Job
Reproduce everything from the row containing "the white car;" down to the last of the rows, requests included, and shift each coordinate by adding 108 to both of its numbers.

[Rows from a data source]

··········

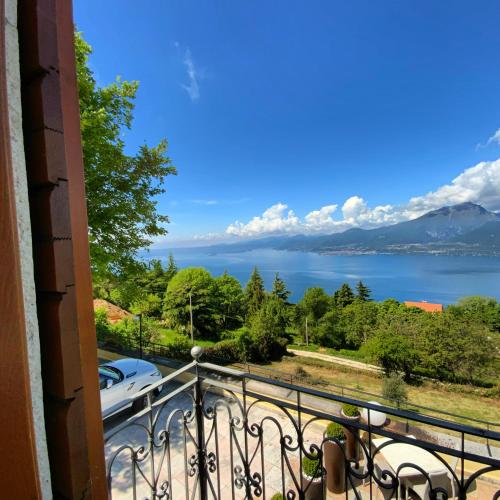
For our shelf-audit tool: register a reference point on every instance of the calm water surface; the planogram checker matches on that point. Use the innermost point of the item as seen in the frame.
(435, 278)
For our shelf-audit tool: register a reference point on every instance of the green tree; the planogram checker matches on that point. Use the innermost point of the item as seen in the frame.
(359, 321)
(456, 347)
(121, 188)
(328, 333)
(314, 303)
(231, 302)
(279, 289)
(363, 293)
(254, 293)
(172, 268)
(267, 330)
(485, 310)
(394, 388)
(199, 284)
(343, 296)
(393, 347)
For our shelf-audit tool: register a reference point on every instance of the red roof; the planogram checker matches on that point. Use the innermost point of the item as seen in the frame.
(425, 306)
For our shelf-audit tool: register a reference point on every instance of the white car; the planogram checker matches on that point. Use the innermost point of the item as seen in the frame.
(120, 380)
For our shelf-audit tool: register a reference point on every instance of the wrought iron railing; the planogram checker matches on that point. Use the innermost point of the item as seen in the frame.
(216, 432)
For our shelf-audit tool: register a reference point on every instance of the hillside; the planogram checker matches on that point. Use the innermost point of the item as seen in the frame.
(466, 228)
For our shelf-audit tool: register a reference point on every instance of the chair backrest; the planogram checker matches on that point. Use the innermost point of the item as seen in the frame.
(437, 480)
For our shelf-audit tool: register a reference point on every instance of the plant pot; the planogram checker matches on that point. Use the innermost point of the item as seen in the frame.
(334, 461)
(314, 488)
(352, 438)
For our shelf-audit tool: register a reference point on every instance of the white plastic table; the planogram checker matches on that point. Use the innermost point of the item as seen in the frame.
(396, 454)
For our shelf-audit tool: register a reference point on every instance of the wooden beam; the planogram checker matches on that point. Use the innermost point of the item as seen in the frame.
(60, 247)
(18, 462)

··········

Result below
For our shelf-audit tool: register a reference point on every instance of the white car; the planogram checker matches on that point. Use the innermost point of the item as seen in the frame.
(228, 488)
For our shelf-audit tool: register a reference point on every instance of the wrought iron railing; the planogram checker matches on that point. Use the innermost point of the item as seen in the frame.
(324, 540)
For our shelf-audit tool: register a reference point on every instance of the hillside; the planogram checker matches on that point. Use the innermost point of the item as seen in the frame.
(574, 336)
For our shelf-audit tool: register a reference point on every instance of the chair backrest; the planogram checker matches on that point. Use the innermost point of the item as seen in the frame.
(545, 588)
For our shelf-audit tool: register a reference point on every instance of the plant pot; the planogram checker matches on that point. Use the innermost point of the item as seen in the frame.
(442, 569)
(422, 596)
(460, 546)
For our shelf-audit tool: register a reference point on every instance of the white plastic table; the planogram checker matches on that point. Use the innermost point of the item as seen in the frame.
(504, 562)
For our shelf-audit tool: register a reference point on every instance of the wooden beam; the planogram checker matches on that point. Use the innermost point of the item as seen in the frame.
(168, 355)
(126, 570)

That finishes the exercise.